** AIM OF THE TASK **
Rewrite the entries from the line holding "Target: station wall" through the last line, inclusive, with every "lantern" changed to "lamp" and nothing else changed.
[START OF RECORDED INFORMATION]
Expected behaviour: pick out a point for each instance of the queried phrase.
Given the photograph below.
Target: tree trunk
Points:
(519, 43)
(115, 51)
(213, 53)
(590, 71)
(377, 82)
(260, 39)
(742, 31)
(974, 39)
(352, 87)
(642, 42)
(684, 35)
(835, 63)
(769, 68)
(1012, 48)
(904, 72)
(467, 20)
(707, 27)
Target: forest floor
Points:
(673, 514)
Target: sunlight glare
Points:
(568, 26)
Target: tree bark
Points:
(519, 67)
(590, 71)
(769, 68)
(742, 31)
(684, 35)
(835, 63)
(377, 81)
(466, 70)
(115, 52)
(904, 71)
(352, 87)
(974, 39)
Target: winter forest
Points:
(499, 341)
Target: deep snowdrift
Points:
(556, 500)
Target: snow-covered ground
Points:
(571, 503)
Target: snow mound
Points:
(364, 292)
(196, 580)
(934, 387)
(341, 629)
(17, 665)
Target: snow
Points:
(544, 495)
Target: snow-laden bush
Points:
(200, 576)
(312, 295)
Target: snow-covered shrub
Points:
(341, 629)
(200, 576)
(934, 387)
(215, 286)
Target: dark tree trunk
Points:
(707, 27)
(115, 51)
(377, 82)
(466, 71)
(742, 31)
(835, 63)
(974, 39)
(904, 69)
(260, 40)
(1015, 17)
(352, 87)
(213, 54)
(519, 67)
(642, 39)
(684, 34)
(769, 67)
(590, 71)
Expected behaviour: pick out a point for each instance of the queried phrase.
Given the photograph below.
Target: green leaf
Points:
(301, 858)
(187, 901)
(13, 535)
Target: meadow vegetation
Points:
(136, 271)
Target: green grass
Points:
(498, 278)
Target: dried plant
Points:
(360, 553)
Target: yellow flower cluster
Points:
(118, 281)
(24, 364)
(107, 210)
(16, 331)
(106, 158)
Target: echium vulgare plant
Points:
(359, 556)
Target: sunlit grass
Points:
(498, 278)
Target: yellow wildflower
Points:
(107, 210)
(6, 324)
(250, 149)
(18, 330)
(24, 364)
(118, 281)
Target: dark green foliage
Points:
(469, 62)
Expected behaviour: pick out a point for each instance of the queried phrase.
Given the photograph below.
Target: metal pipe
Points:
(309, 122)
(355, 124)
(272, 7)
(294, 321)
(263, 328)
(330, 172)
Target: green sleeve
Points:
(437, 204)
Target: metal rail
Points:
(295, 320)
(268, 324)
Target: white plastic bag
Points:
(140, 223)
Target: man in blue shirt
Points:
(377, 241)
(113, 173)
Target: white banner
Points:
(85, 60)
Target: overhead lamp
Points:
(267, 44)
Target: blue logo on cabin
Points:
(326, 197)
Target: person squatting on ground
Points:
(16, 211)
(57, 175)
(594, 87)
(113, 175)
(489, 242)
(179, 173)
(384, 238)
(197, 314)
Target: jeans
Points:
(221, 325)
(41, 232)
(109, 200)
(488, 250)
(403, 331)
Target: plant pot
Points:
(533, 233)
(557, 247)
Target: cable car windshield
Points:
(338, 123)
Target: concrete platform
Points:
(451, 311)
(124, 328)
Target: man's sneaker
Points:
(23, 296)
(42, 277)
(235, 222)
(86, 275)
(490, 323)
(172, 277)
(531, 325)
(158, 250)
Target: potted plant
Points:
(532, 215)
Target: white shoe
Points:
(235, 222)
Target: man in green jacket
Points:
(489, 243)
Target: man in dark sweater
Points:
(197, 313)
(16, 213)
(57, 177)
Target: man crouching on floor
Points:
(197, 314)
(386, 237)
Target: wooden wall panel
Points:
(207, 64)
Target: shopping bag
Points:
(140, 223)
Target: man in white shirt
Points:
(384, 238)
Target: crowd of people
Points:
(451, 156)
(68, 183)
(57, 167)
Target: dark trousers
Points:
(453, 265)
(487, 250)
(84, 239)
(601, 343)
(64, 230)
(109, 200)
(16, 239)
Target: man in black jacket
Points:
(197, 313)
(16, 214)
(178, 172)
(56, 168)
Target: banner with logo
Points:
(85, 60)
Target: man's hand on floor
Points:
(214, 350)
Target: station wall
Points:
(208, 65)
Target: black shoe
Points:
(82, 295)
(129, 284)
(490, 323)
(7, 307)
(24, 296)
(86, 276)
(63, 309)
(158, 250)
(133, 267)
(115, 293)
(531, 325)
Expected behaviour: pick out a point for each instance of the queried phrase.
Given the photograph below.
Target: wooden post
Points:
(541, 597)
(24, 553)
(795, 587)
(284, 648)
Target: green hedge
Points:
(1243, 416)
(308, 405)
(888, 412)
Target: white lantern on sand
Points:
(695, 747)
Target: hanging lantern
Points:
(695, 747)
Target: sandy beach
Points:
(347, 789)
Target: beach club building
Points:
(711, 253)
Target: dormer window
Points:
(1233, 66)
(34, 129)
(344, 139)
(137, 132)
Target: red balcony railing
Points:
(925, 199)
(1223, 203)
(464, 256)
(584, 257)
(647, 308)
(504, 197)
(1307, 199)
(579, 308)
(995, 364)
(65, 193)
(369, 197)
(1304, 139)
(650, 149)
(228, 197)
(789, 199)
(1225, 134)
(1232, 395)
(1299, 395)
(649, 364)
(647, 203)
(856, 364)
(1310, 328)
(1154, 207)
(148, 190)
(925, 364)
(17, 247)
[END OF RECORDED INFORMATION]
** ANSWER TO THE EXERCISE **
Target: station wall
Points:
(208, 65)
Target: black shoe
Points:
(82, 295)
(129, 284)
(490, 323)
(7, 307)
(24, 296)
(86, 276)
(63, 309)
(158, 250)
(133, 267)
(115, 293)
(531, 325)
Expected behaviour: pick out a point for each instance of the queried phrase.
Given the photograph below.
Target: wooden post
Points:
(541, 597)
(24, 553)
(795, 587)
(284, 648)
Target: green hedge
Points:
(1243, 416)
(308, 405)
(888, 412)
Target: white lamp on sand
Points:
(695, 747)
Target: hanging lamp
Points:
(695, 747)
Target: sandy beach
Points:
(347, 789)
Target: beach club building
Points:
(711, 253)
Target: dormer window
Points:
(1233, 66)
(34, 129)
(344, 139)
(137, 132)
Target: red balcony railing
Points:
(925, 199)
(1223, 203)
(464, 256)
(584, 257)
(647, 308)
(504, 197)
(1307, 199)
(579, 308)
(995, 364)
(65, 193)
(369, 197)
(1304, 139)
(650, 149)
(228, 197)
(789, 199)
(1225, 134)
(1232, 395)
(1299, 395)
(649, 364)
(647, 203)
(856, 364)
(1310, 328)
(1154, 207)
(148, 190)
(925, 364)
(17, 247)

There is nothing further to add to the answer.